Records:
BEGIN
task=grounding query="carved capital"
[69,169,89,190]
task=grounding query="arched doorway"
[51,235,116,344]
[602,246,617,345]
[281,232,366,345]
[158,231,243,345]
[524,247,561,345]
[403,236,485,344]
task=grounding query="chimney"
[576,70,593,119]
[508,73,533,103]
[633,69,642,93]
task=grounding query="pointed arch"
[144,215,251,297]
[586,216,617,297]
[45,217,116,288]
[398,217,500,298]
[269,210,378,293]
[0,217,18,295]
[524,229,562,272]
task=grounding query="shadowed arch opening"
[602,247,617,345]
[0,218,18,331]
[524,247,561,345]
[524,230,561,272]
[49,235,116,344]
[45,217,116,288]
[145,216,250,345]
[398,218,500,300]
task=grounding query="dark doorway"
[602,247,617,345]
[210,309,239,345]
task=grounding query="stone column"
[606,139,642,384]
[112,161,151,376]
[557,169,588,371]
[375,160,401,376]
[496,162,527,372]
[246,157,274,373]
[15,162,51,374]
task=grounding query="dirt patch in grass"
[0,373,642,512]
END
WORK TO BE COMPLETED - Please arrange every line of the entries above as a Markdown table with the columns n and Line. Number the rows and leave out any blank lines.

FINAL ANSWER -
| n | Line |
|---|---|
| 1 | task=grounding query="carved capital" |
| 2 | [69,169,89,190] |
| 3 | task=grounding query="arched doorway" |
| 4 | [51,235,116,344] |
| 5 | [602,246,617,345] |
| 6 | [281,232,366,345] |
| 7 | [158,231,243,345] |
| 8 | [524,247,561,345] |
| 9 | [403,236,485,344] |
| 10 | task=grounding query="chimney" |
| 11 | [576,70,593,119] |
| 12 | [508,73,533,103] |
| 13 | [633,69,642,93] |
| 14 | task=grounding query="pointed arch" |
| 15 | [144,215,251,297] |
| 16 | [586,216,617,297] |
| 17 | [45,217,116,288] |
| 18 | [398,217,500,298] |
| 19 | [269,210,378,293] |
| 20 | [0,217,18,295] |
| 21 | [524,229,562,272] |
| 22 | task=grounding query="shadowed arch opening" |
| 23 | [602,247,617,345] |
| 24 | [0,218,18,331] |
| 25 | [524,247,561,345] |
| 26 | [524,230,561,272] |
| 27 | [49,235,116,344] |
| 28 | [45,217,116,288] |
| 29 | [145,216,250,345] |
| 30 | [398,218,500,300] |
| 31 | task=grounding query="dark doorway" |
| 32 | [602,247,617,345] |
| 33 | [210,309,239,345] |
| 34 | task=grounding query="stone column" |
| 35 | [606,139,642,384] |
| 36 | [112,161,151,376] |
| 37 | [557,169,588,371] |
| 38 | [375,160,401,376] |
| 39 | [496,162,527,372] |
| 40 | [246,157,274,373] |
| 41 | [15,162,51,374] |
| 42 | task=grounding query="dirt patch in grass" |
| 43 | [0,373,642,512] |